» Work request:
Translate this sentence from the home safety tips into Spanish: "Avoid wet floors and clean up spills right away."

START Document text

Home Safety Tips for Elderly People


Six out of every 10 falls happen at home, where we spend much of our time and tend to move around without thinking about our safety. Many falls could be prevented by making simple changes in your living areas, as well as personal and lifestyle changes.

To make your home safer, you can remove or avoid safety hazards by

  • improve lighting
  • install handrails and grab bars
  • rearrange items to make them easier to reach

Home Safety Tips:

  • Remove anything that could cause you to trip or slip. Tripping on clutter, small furniture, pet bowls, electrical or phone cords, or other things can cause you to fall. Slipping on rugs or slick floors can also cause falls.
  • Arrange furniture to give you plenty of room to walk freely. Also remove items from stairs, hallways, and pathways.
  • Be sure that carpets are secured to the floor and stairs. Remove throw rugs, use non-slip rugs, or attach rugs to the floor with double-sided tape.
  • Put non-slip strips on floors and steps. Put non-slip strips or a rubber mat on the floor of your bathtub or shower, as well. You can buy these items at a home center or hardware store.
  • Avoid wet floors and clean up spills right away. Use only non-skid wax on waxed floors at home.

END Document text
START Dataset entries

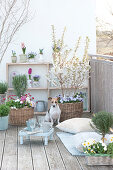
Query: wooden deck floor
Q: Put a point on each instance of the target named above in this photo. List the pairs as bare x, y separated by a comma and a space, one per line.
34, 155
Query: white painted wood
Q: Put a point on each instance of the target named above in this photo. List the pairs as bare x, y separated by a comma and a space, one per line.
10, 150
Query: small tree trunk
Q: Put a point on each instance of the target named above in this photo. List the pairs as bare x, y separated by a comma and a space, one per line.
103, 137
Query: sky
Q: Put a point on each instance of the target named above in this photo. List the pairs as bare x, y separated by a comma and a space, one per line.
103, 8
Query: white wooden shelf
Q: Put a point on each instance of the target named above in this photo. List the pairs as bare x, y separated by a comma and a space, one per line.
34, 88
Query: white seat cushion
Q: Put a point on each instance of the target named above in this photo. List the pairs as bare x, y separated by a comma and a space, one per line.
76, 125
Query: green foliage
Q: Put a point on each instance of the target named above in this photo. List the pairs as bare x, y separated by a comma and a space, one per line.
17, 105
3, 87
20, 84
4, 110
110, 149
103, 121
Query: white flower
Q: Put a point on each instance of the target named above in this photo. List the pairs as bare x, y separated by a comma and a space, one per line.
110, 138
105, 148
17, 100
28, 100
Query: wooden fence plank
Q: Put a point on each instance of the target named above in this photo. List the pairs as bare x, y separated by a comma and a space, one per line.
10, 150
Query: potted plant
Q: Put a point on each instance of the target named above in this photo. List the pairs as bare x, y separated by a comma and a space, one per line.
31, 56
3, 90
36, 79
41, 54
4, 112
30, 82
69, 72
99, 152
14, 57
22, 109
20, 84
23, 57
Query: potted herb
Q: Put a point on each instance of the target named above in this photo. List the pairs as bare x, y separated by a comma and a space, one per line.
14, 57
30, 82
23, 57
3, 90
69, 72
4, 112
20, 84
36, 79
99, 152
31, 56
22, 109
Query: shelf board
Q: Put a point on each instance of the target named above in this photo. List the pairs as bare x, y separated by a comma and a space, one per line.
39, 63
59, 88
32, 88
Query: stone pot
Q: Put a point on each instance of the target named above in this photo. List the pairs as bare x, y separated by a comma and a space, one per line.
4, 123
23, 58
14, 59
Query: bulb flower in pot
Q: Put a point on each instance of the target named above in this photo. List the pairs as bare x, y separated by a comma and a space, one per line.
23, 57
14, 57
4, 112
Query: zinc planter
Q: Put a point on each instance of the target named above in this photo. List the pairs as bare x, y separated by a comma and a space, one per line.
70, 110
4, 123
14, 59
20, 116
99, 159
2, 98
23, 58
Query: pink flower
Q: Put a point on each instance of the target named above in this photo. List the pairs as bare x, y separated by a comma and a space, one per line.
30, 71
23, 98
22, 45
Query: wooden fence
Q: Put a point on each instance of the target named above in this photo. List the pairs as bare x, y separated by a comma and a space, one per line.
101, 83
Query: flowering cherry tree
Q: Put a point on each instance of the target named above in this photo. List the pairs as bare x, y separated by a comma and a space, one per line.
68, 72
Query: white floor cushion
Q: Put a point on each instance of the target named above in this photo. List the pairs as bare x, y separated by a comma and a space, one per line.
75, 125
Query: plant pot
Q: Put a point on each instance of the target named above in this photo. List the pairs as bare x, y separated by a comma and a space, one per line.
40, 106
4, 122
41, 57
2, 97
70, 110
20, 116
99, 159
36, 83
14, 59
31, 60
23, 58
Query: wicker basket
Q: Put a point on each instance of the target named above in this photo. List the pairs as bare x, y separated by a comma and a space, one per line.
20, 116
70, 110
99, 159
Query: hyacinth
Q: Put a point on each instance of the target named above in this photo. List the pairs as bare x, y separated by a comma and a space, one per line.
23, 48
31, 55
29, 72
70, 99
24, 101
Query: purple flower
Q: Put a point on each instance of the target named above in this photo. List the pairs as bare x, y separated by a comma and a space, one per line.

END Dataset entries

» Response to this task:
Evite los pisos mojados y limpie los derrames de inmediato.